- INSTRUCTIONS -
a - In the article on dynamic vision sensors, which three institutions are involved in the Internet of Silicon Retinas project?
b - Write the next part of the article on dynamic vision sensors, starting after its final sentence.

EXCERPTED PASSAGE Block Start

The optimised data acquisition and processing of bio-inspired imaging has led it to be considered for a number of uses, such as autonomous driving, robotics, and medicine.

‘The autonomous driving industry is converging on lidar as a primary sensing method. However, a complementary visual solution is also needed,’ said Bamford. ‘DAVIS, in particular, is very promising because of its low latency, high dynamic range and limited data stream.’ Additionally, the wide dynamic range of dynamic vision sensors makes them suitable for the varying lighting conditions of driving, such as when entering and exiting tunnels or travelling in different levels of sunlight. Companies such as Intel, Renault and Bosch have already invested in Chronocam, with automotive applications in mind.

Inivation and its clients also see huge potential for dynamic vision sensors in robotic sensing and cooperation, as they can act as complementary safety systems for the robots by scanning the vicinity for people and obstacles. The low latency and consistent performance of the sensors in uncontrolled lighting conditions will also be key here, according to Bamford.

The pixel-level events recorded by Inivation's DAVIS640 dynamic vision while viewing eye movement. Credit: Inivation

Industrial inspection and identification are also potential application areas for dynamic vision sensors, as their low power enables high-speed, real-time performance, whereas standard cameras, in comparison, require large amounts of power and processing to achieve the same result.

In the medical field, Chronocam has already highlighted how close its sensor technology lies to natural vision, as two years ago it used its own sensors with Pixium Vision to help restore the sight of blind people by connecting them to retinal implants. ‘We stimulate the brain using our sensor as an input device,’ Verre explained. ‘This is now commercialised around Europe for visually impaired people.’

Dynamic vision sensors will find their way into day-to-day and industrial applications in the future, according to Bamford, with chips smaller and more advanced. ‘We see clear pathways to making the sensors even better than they already are, improving latency, data rate bandwidth and frequency response,’ he said. ‘We’re going to be able to realise the vision of very low power end-to-end systems.’ 

The internet of silicon retinas

In July the Internet of Silicon Retinas (IoSiRe) project started, a collaborative £1.4 million effort funded by the UK’s Engineering and Physical Science Research Council (EPSRC) involving UCL, King’s College London and Kingston University. The project aims to explore how bio-inspired vision could be used in conjunction with cloud-based analytics in order to achieve state-of-the-art results in image analysis, image super-resolution and in a variety of other image and vision computing systems for IoT-oriented deployments in the next 10 to 20 years.

‘Essentially, the goals of the project combine the consortium’s unique expertise in sensing, machine learning and signal processing, and communications, in order to quantify the energy and latency savings in comparison to what is done today with conventional frame-based sensing, processing and transmission,’ explained Andreopoulos, of UCL.

Within the project, the consortium will be using Inivation’s Dynamic Vision Sensor among other low-power spike-based visual sensing hardware and combining it with low-power processing to create compact representations that can be processed using deep neural networks.

‘At the moment, converting spike-based sensing to representations appropriate for deep convolutional or recurrent neural networks is an open problem,’ said Andreopoulos.

EXCERPTED PASSAGE Block End
DATA SUPPLIED Block Start

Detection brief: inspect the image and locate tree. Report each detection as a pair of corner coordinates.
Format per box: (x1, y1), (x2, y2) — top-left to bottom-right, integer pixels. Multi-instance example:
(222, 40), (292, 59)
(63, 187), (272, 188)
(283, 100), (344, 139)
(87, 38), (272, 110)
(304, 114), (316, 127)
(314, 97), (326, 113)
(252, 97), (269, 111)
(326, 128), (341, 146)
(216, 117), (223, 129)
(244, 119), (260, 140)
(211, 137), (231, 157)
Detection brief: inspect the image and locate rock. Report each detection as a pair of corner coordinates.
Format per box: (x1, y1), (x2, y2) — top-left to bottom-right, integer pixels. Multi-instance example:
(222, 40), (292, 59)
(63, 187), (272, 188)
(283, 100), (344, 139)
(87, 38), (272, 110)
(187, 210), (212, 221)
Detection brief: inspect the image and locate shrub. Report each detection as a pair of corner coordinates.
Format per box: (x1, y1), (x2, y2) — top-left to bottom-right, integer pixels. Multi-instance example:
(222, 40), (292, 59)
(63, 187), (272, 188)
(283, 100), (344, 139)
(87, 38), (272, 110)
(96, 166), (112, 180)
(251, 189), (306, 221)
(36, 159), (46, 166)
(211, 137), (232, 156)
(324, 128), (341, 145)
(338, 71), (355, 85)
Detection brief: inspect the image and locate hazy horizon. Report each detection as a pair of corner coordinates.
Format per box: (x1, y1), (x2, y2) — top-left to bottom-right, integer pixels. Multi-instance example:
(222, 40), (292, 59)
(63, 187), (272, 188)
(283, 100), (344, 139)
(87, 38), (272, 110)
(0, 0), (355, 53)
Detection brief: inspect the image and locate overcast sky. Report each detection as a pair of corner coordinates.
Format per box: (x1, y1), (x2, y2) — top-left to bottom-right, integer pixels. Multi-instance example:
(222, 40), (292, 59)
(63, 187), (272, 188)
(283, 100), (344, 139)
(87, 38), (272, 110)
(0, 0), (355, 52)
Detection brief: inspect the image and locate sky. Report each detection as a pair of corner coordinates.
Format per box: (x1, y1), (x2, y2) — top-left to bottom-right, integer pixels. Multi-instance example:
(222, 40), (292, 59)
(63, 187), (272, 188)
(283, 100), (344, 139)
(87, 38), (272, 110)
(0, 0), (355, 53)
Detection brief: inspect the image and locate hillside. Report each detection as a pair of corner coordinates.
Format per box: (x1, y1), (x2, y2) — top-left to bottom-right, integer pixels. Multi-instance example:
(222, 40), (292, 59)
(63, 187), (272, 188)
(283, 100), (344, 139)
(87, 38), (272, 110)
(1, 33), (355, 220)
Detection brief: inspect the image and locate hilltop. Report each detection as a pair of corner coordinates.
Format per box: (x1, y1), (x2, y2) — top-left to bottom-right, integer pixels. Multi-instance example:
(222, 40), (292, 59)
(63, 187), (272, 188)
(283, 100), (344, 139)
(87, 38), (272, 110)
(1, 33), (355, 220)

DATA SUPPLIED Block End

- RESPONSES TO THE TASKS -
a - UCL, King's College London and Kingston University.

b -
‘If end-to-end resources are to be considered – sensing, on-board processing, and transmission to multiple cloud-based Docker container services – creating a framework that can provide for scalable resource tuning is a very interesting problem.’

Industrial partners of the project have expressed interest in a wide range of applications, from cognitive robotics to smart home and smart environmental sensing at very low power and latency. ‘We would be interested to learn more about industrial use cases, as this is definitely something we are keen to explore in the project and beyond,’ concluded Andreopoulos.

Mantis shrimp-inspired camera combines colour and polarisation

Still frame of Odontodactylus scyllarus underwater with polarised antenna scales. Left: colour image. Right: degree of linear polarisation represented in a false-colour map, where red and blue indicate highly polarised and unpolarised light. Credit: Gruev et al

Many biomedical applications would benefit from being able to capture both the colour and polarisation properties of light, for example in cancerous tissue detection, which requires polarisation information to be superimposed onto anatomical features captured in colour camera images.

Unfortunately, many of today’s colour-polarisation imagery technologies are complex, bulky, expensive and offer intolerably low polarisation performance, as well as limited translation to field experiments for the study of naturally occurring phenomena.

Professor Viktor Gruev and graduate student Missael Garcia, from the University of Illinois and Washington University in St Louis, have designed a camera inspired by the eyes of a mantis shrimp. The camera can record both colour and polarisation imaging data on a single chip, while costing less than $100 to produce, according to the researchers.

The mantis shrimp has two apposition compound eyes, sensing 16 different spectral channels, four equally spaced linear polarisation orientations, and two circularly polarised states. It is one of the best-adapted predators in shallow waters, thanks to its visual system.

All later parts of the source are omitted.